Extracted entries:
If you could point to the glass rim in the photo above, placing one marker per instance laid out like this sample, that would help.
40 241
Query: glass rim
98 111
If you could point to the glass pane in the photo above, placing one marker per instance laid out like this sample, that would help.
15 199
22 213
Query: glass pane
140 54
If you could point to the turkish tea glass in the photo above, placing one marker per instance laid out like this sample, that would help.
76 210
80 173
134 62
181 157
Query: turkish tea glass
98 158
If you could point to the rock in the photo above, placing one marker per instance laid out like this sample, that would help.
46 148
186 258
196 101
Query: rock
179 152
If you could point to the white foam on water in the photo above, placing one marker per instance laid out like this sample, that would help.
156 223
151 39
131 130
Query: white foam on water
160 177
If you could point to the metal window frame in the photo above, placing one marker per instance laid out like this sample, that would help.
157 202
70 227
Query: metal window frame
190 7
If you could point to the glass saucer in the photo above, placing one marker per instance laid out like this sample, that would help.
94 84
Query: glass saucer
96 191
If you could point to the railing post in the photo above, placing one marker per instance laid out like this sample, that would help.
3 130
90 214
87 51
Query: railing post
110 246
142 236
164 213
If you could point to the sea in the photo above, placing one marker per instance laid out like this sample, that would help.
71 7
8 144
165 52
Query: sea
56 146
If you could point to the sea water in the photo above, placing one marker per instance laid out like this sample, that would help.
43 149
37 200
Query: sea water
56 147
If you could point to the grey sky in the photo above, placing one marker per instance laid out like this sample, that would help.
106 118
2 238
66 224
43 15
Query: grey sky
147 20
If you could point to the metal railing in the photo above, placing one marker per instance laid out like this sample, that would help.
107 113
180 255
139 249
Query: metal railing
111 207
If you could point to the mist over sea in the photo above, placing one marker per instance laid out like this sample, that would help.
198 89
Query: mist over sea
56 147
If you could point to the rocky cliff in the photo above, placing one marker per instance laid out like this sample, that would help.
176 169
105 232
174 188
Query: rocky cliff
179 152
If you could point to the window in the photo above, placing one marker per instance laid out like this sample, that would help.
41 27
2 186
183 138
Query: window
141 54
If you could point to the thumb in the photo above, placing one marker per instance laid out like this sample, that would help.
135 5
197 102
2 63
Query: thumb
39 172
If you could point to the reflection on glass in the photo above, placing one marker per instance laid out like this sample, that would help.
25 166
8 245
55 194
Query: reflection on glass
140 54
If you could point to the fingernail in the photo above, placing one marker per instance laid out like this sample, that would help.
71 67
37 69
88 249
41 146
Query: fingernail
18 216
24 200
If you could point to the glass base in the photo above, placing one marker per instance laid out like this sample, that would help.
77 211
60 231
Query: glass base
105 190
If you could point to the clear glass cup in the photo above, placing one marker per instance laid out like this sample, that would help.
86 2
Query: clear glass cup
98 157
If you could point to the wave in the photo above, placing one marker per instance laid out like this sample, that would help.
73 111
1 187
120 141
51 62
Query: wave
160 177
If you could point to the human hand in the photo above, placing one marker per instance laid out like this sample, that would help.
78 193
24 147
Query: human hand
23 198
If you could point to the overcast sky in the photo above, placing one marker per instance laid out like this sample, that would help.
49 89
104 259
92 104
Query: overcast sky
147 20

Requirements: Write the entries again, exactly as they stand.

Solution for this task:
If you could point to the glass rim in the photo above, placing one marker per instance laid out like this sample, that would help.
40 241
Query: glass rim
98 111
If you could point to the glass pane in the photo above, placing one marker per instance laid out like this sample, that would help.
15 199
22 213
Query: glass pane
140 54
If you could point to the turkish tea glass in the photo above, placing one marker per instance laid out like this sample, that would help.
76 210
80 173
134 62
181 157
Query: turkish tea glass
98 158
If you could point to the rock in the photo above, placing one marker per instance laid out like this sample, that would help.
46 148
186 258
196 101
Query: rock
179 152
If you could point to the white foam on water in the photo above, placing one marker per instance laid out like this sample, that would help.
156 223
151 39
131 130
Query: white foam on water
160 177
If you could point to the metal window frame in the photo above, placing one marker per instance laid out like this sample, that would help.
157 202
70 227
Query: metal window frame
190 7
If you could point to the glass saucer in the photo above, placing one marker per instance laid out like this sample, that would help.
94 84
Query: glass saucer
96 191
If you could point to the railing post in the photo above, placing one marker per instance laid out like this sample, that would help.
3 130
90 214
87 51
Query: railing post
110 246
142 236
164 213
If you could point to the sea in the photo above, placing one marker per instance laid out like this sample, that would help.
71 7
8 144
165 52
Query: sea
56 146
If you could point to the sea water in the photo above, placing one marker per instance laid out like this sample, that would help.
43 149
37 200
Query: sea water
56 147
If you could point to the grey sky in the photo above, placing one marker per instance laid out like this sample, that would help.
106 118
2 238
66 224
43 15
Query: grey sky
147 20
If you could point to the metal railing in the photo above, placing one marker per instance laid out like this sample, that would help.
107 113
180 255
139 249
Query: metal railing
111 207
If you could point to the mist over sea in the photo above, placing one marker per instance laid out like this sample, that would help.
198 89
Query: mist over sea
56 147
If you could point to the rocky cliff in the photo above, placing one marker per instance laid out like this sample, that would help.
176 169
105 232
174 188
Query: rocky cliff
179 152
If you could point to the window in the photo above, placing one marker per instance laid out like this sample, that would help.
41 27
2 186
183 138
Query: window
141 54
If you could point to the thumb in the photo above, placing one marker per instance laid out like this sample, that would help.
135 5
197 102
2 63
Query: thumb
39 172
If you could point to the reflection on glass in the photo above, placing one marker per instance laid out like this sample, that would help.
25 166
8 245
55 194
Query: reflection on glass
140 54
If you could point to the fingernail in the photo above, placing one marker per instance laid out like this sample, that would help.
71 67
37 69
88 249
41 146
Query: fingernail
18 216
24 200
If you could point to the glass base in the photo above, placing one marker per instance laid out like this sample, that would help.
77 211
60 231
Query: glass base
105 190
If you could point to the clear glass cup in the photo above, placing one marker per instance laid out like this sample, that would help.
86 2
Query: clear glass cup
98 157
If you could point to the wave in the photo above, placing one marker per instance laid out like this sample, that would help.
73 111
1 187
120 141
51 62
Query: wave
160 177
If you could point to the human hand in the photo above, placing one marker per instance laid out like this sample, that would help.
78 193
24 147
Query: human hand
23 198
If you could point to the overcast sky in the photo above, placing one marker per instance laid out like this sample, that would help.
49 89
104 259
92 104
Query: overcast sky
147 20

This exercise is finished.